───── Text block ─────

Authors: Sophie Le Bars, Mohamed Soudy, and Enrico Glaab
This vignette provides a guide for using the XYomics package to analyze sex-related patterns in single-cell RNA-sequencing (scRNA-seq) data. We will walk through a complete workflow, from data simulation to network analysis, demonstrating how to identify and interpret sex-specific gene expression changes at the cell-type level.
The tutorial covers: 1. Simulating a scRNA-seq dataset. 2. Standard preprocessing using the Seurat package. 3. Performing differential expression analysis using different strategies: sex-stratified analysis and interaction analysis. 4. Detecting and categorizing sex-specific DEGs for each cell type. 5. Visualizing gene expression using dot plots. 6. Performing pathway enrichment analysis to uncover biological functions. 7. Constructing and visualizing protein-protein networks.
We start by simulating a scRNA-seq dataset containing 10 mock samples. This creates a Seurat object with a count matrix ready for analysis.
library(Seurat)
library(org.Hs.eg.db)
library(stringr)
library(clusterProfiler)
library(igraph)
library(XYomics)
library(ggrepel)
library(ggraph)
library(dplyr)
library(tidyr)
set.seed(123)
gene_sample <- keys(org.Hs.eg.db, keytype = "SYMBOL") %>%
as.data.frame() %>%
setNames("genes") %>%
filter(!str_starts(genes, "LOC"))
gene_sample <- sample(gene_sample$genes, 300, replace = FALSE)
matrices <- lapply(1:10, function(i) {
batch_effect <- rgamma(300, shape = 2, scale = 1.5)
m <- matrix(
ifelse(runif(300*100) < 0.1, 0, rnbinom(300*100, size = 1/0.5, mu = 10 * batch_effect)),
nrow = 300,
dimnames = list(gene_sample, paste("Sample", i, ": Cell", 1:100))
)
CreateSeuratObject(counts = m, meta.data = data.frame(sample = paste("Sample", i)))
})
sim.seurat <- Reduce(merge, matrices)
sim.seurat@meta.data$sample <- sapply(strsplit(rownames(sim.seurat@meta.data), ":"), "[", 1)
We perform standard scRNA-seq preprocessing, including normalization, feature selection, and scaling. We then apply dimensionality reduction (PCA and UMAP) and clustering to identify cell populations.
sim.seurat <- NormalizeData(sim.seurat)
sim.seurat <- FindVariableFeatures(sim.seurat, selection.method = "vst", nfeatures = 2000)
sim.seurat <- ScaleData(sim.seurat)
sim.seurat <- RunPCA(sim.seurat)
sim.seurat <- FindNeighbors(sim.seurat, dims = 1:10)
sim.seurat <- FindClusters(sim.seurat)
sim.seurat <- RunUMAP(sim.seurat, dims = 1:10)

─────

» **Things to do**
• a. In the XYomics vignette, how many mock samples does the simulated scRNA-seq dataset contain?
• b. Pick up the XYomics vignette after its last line and carry the tutorial forward.

───── Data block ─────

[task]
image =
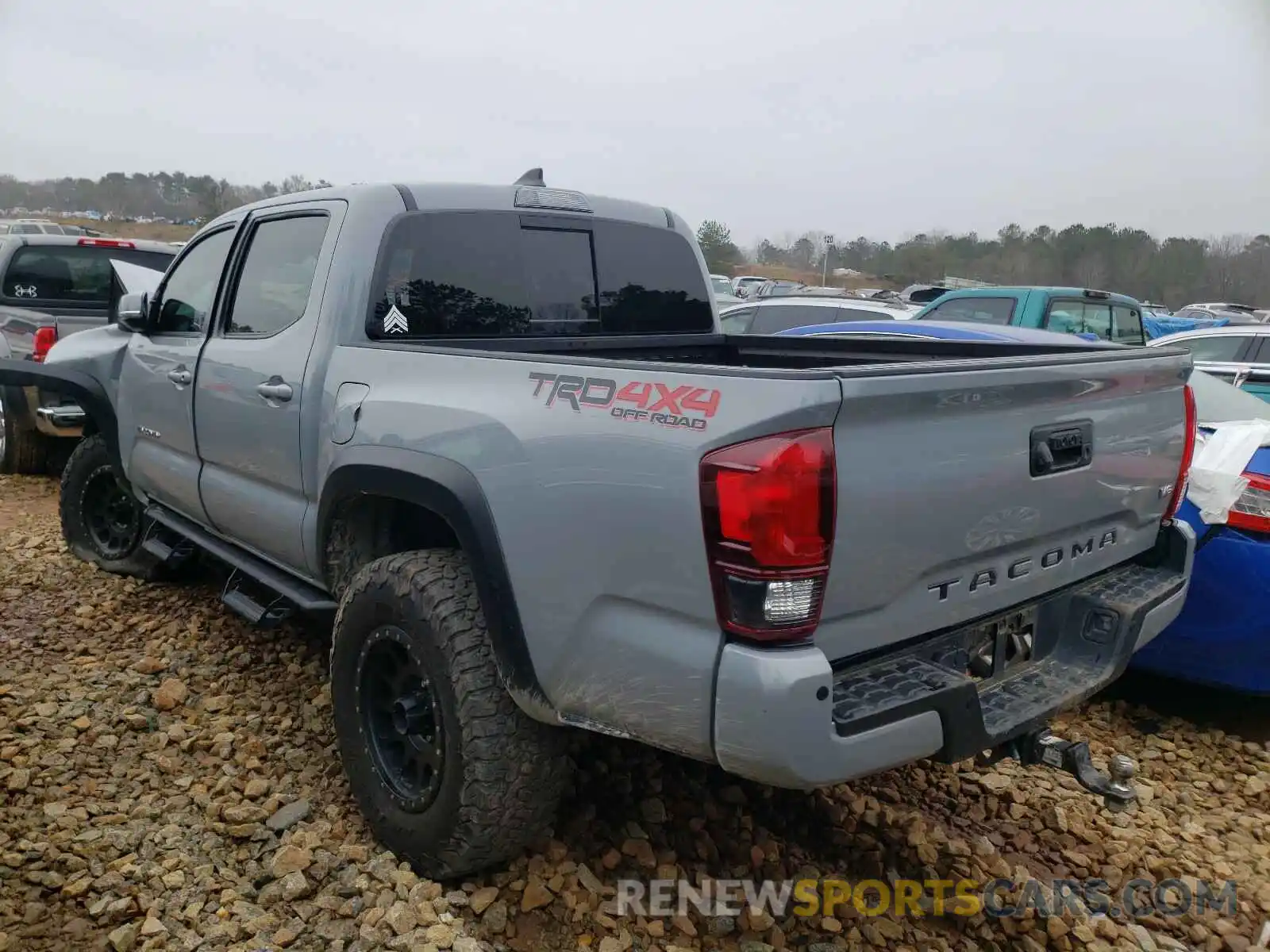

─────

» **Results of the exercise**
• a. 10 mock samples.

• b.
DimPlot(sim.seurat)
For the analysis, the Seurat object must contain metadata columns for
cell type (cell_type), sex (sex), and
condition (status). Here, we add mock annotations to our
simulated data.
# Assign mock cell types
cellTypes <- c("cell type 1", "cell type 2", "cell type 3", "cell type 4", "cell type 5")
sim.seurat@meta.data$cell_type <- sample(cellTypes, nrow(sim.seurat@meta.data), replace = TRUE)
Idents(sim.seurat) <- "cell_type"
# Assign mock status (WT/TG) and sex (M/F)
samples <- sim.seurat@meta.data$sample
sim.seurat@meta.data$status <- ifelse(grepl("1|3|5|8|9", samples), "TG", "WT")
sim.seurat@meta.data$sex <- ifelse(grepl("1|2|4|8|10", samples), "M", "F")
When analyzing sex differences, researchers must be aware of the pitfalls of associated statistical analyses, including the limitations of sex-stratified analyses and the challenges of analyzing interactions between sex and disease state.
Sex-stratified analyses use standard statistical tests for differential molecular abundance analysis to test for disease-associated changes in each sex separately. However, a pure sex-stratified analysis may misclassify a change as sex-specific if it uses a standard significance threshold to assess both the presence and absence of an effect. Stochastic variation in significance scores around a chosen threshold may lead to the erroneous detection of significance specific to only one sex, especially if the p-value in the other sex marginally exceeds the chosen threshold. In addition, such an analysis may miss sex-modulated changes, where significant changes in both sexes share the same direction but differ significantly in magnitude; these changes require cross-sex comparisons for accurate detection.
Interaction analysis (using a multiplicative term
like sex*disease) formally tests whether the relationship
between disease and molecular changes differs significantly between
males and females. Not only can such interaction terms reveal
complexities in disease mechanisms that might otherwise be obscured in
analyses that do not consider SABV, but they also have the potential to
detect changes that are limited to the magnitude of an effect, an aspect
that sex-stratified analyses do not capture. Nevertheless, robust
estimation of interaction effects requires large sample sizes, which are
often not available due to the costs associated with advanced molecular
profiling techniques such as single-cell RNA sequencing.
The XYomics package provides functions for both types of analyses.
We use sex_stratified_analysis_sc() to identify DEGs
between conditions separately for males and females within each cell
type.
# Run for all cell types
sim.seurat <- JoinLayers(sim.seurat) #this is for the simulated object but not always required for your own object
results <- sex_stratified_analysis_sc(sim.seurat, min_logfc = -Inf)
sex_degs <- lapply(levels(as.factor(sim.seurat@meta.data$cell_type)), function(cell) {
list(
male = results$male_DEGs[[cell]],
female = results$female_DEGs[[cell]]
)
})
names(sex_degs) <- levels(as.factor(sim.seurat@meta.data$cell_type))
result_categories <- lapply(sex_degs, function(degs) categorize_sex_sc(degs$male, degs$female))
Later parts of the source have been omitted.